#### Exercise aim:
Extract every line in the data below that contains the word "podium", and copy each one in full.

#### Records from a dataset:
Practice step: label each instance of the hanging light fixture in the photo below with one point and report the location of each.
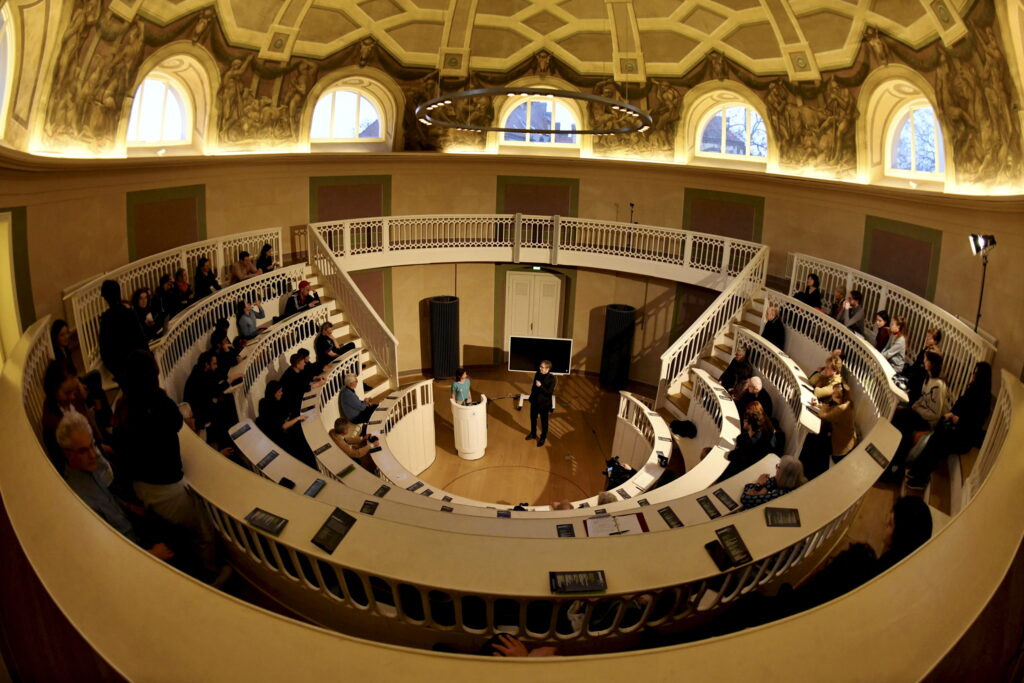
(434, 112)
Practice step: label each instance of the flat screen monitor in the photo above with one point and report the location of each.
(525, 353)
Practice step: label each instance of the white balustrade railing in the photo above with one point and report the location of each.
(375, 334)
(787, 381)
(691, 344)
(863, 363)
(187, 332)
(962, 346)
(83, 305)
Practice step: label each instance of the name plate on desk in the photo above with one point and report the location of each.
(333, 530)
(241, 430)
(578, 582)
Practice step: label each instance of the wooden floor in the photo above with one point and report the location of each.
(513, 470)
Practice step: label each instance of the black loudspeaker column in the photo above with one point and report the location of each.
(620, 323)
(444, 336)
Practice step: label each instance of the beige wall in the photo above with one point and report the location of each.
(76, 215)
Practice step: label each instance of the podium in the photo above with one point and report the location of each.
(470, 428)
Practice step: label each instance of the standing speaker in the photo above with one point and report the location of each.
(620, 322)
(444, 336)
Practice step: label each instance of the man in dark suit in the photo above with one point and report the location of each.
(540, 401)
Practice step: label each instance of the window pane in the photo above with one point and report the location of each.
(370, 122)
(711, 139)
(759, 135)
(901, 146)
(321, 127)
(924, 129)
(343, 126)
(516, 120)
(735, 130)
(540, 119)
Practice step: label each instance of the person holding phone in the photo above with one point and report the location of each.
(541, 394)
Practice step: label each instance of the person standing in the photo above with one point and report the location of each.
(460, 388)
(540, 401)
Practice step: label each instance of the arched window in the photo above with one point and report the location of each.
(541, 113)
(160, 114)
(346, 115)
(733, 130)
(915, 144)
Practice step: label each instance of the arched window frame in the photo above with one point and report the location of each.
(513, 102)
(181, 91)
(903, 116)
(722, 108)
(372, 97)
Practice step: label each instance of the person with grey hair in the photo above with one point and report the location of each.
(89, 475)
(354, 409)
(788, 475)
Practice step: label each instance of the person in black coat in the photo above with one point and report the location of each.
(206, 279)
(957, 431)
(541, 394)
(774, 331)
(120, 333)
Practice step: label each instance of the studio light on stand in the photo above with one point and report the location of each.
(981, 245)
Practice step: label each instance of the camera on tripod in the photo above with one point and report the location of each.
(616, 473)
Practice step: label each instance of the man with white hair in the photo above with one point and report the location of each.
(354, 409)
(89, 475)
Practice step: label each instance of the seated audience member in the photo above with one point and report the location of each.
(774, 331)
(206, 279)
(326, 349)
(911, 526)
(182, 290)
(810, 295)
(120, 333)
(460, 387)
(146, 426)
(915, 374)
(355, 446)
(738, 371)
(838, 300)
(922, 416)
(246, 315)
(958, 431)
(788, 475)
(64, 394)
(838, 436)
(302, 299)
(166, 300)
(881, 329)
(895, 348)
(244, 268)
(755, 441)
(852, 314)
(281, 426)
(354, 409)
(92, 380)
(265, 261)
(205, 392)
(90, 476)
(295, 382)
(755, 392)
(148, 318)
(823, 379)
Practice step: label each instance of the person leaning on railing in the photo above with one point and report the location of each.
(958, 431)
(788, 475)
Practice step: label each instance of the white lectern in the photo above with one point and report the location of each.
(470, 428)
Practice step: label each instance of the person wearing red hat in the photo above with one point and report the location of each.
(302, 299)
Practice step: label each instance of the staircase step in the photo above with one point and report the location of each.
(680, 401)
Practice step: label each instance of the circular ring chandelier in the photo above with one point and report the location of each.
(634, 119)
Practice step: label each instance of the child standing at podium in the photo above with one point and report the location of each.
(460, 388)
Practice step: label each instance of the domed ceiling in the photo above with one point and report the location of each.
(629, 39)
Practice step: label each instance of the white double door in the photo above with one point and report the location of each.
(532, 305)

...

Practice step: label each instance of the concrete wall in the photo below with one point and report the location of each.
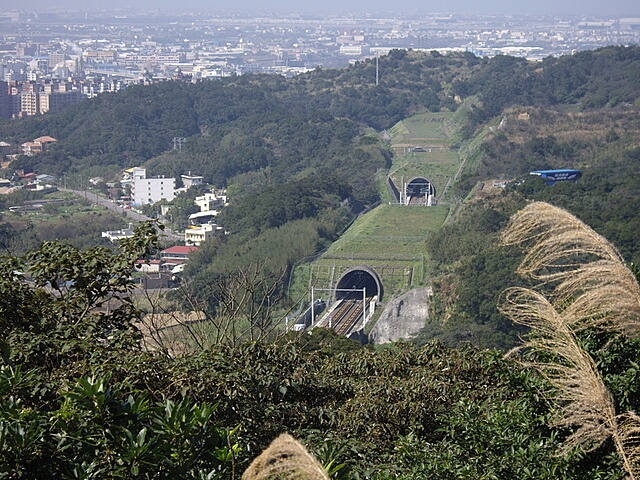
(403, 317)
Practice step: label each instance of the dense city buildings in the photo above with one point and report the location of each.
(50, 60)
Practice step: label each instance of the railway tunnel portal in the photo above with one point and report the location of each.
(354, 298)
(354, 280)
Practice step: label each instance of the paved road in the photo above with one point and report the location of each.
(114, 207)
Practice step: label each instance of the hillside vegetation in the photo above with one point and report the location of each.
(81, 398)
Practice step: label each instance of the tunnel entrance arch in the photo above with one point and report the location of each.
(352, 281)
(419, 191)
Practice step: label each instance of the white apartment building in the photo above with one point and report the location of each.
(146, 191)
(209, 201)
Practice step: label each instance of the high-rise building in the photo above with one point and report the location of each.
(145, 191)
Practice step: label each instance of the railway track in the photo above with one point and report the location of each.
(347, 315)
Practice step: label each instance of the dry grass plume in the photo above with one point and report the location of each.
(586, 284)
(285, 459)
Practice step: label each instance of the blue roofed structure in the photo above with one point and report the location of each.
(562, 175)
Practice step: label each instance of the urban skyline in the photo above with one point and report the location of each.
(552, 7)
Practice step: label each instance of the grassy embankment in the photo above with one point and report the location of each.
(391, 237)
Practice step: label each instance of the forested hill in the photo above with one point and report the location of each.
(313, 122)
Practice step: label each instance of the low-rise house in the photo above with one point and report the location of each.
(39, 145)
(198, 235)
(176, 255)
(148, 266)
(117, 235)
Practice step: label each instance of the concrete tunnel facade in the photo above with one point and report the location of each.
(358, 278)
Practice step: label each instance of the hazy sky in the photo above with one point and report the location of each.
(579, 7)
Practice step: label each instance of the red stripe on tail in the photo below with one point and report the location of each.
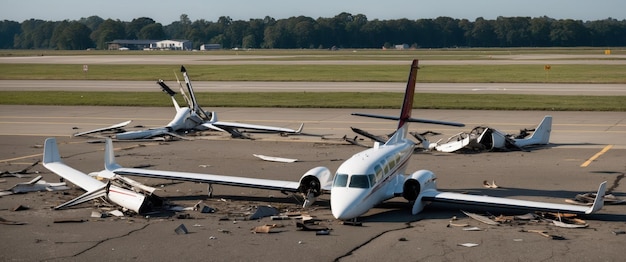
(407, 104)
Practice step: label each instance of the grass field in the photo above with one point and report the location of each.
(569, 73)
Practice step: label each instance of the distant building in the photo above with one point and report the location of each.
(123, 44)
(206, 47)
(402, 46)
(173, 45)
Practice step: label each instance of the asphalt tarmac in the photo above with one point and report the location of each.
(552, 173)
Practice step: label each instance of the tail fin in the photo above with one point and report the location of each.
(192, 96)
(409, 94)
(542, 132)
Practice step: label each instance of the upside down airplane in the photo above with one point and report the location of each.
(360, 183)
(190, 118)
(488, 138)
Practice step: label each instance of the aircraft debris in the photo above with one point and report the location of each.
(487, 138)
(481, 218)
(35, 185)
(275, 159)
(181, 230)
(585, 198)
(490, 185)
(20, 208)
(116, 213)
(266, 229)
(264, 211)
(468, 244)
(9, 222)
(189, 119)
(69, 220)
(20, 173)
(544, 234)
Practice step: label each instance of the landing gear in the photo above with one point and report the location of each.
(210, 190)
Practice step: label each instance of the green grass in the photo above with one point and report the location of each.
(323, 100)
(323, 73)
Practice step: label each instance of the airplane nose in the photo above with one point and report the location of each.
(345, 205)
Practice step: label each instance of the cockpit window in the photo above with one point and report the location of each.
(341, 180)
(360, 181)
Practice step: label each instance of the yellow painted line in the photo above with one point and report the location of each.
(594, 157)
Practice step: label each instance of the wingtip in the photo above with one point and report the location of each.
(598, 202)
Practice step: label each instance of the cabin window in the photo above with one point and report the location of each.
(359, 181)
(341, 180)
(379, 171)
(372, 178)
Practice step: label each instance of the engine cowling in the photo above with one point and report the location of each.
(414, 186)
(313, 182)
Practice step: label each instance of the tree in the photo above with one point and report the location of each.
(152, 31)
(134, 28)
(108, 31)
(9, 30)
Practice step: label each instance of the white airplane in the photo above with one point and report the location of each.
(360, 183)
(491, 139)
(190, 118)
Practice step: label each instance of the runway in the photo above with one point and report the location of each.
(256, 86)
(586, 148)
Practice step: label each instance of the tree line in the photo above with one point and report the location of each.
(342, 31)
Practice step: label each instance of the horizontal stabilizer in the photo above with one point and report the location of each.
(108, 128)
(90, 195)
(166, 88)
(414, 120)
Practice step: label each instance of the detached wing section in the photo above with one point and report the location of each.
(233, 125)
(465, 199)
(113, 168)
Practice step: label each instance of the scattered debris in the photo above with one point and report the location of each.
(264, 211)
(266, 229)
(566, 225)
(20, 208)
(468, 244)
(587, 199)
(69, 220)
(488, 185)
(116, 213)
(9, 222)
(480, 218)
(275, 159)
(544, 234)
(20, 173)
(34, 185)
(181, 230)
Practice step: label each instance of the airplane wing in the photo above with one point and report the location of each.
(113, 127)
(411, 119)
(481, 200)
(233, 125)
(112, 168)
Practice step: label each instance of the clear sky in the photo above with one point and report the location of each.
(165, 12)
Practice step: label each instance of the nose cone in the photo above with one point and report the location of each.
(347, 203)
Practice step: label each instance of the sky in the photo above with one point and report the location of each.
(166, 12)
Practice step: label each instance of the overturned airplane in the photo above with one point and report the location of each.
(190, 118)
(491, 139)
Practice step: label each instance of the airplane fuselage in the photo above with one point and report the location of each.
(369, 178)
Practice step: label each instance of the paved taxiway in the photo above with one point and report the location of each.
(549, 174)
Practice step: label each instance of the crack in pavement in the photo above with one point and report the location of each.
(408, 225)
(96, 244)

--

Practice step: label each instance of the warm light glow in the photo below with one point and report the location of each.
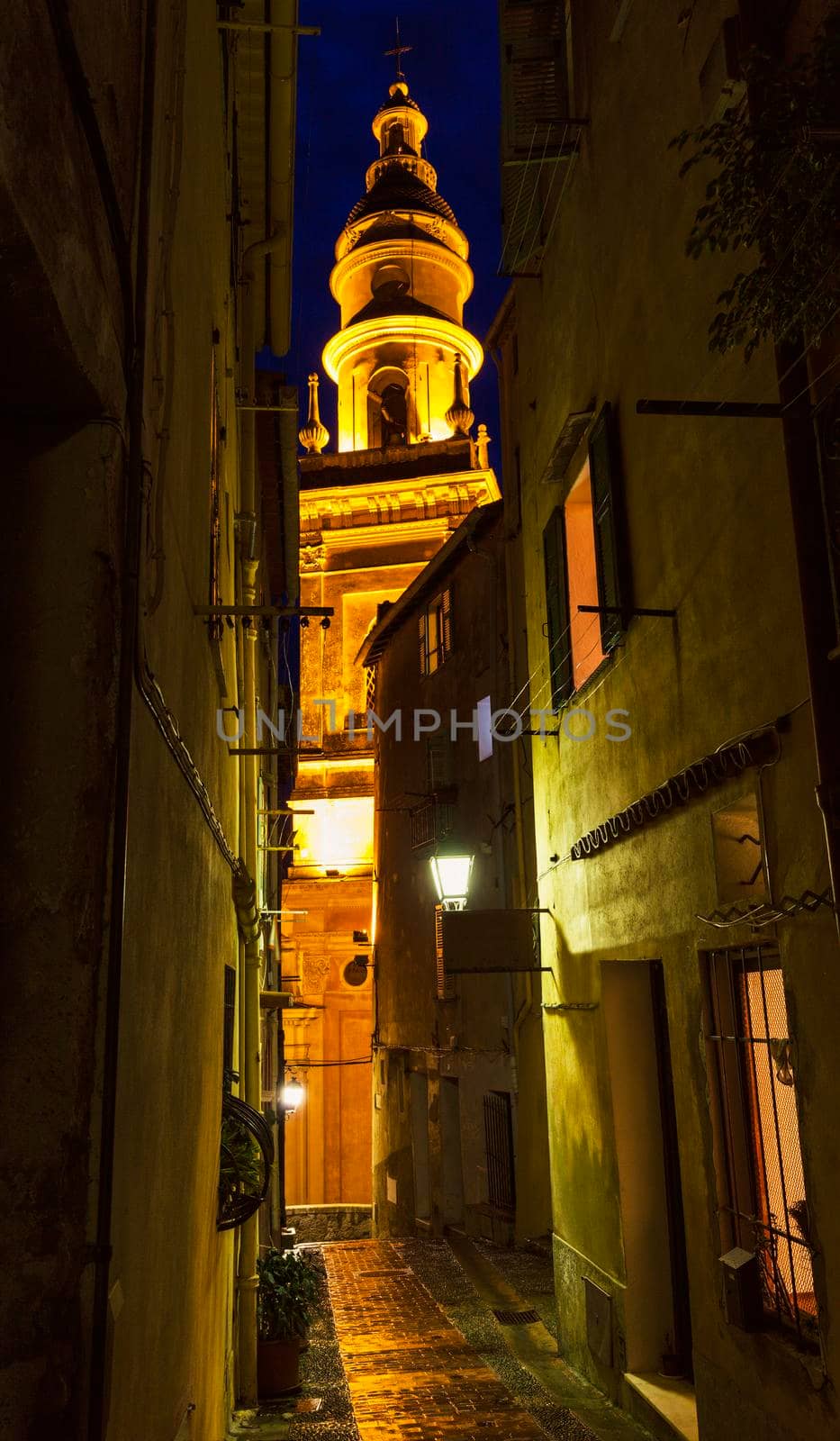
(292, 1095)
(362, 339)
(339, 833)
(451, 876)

#### Solution to the problem:
Practice step: label each instance of the podium in the photo above with one point and report the location of each.
Practice step: label each instance of the child standing at podium in the photo above with one point and report the location of each.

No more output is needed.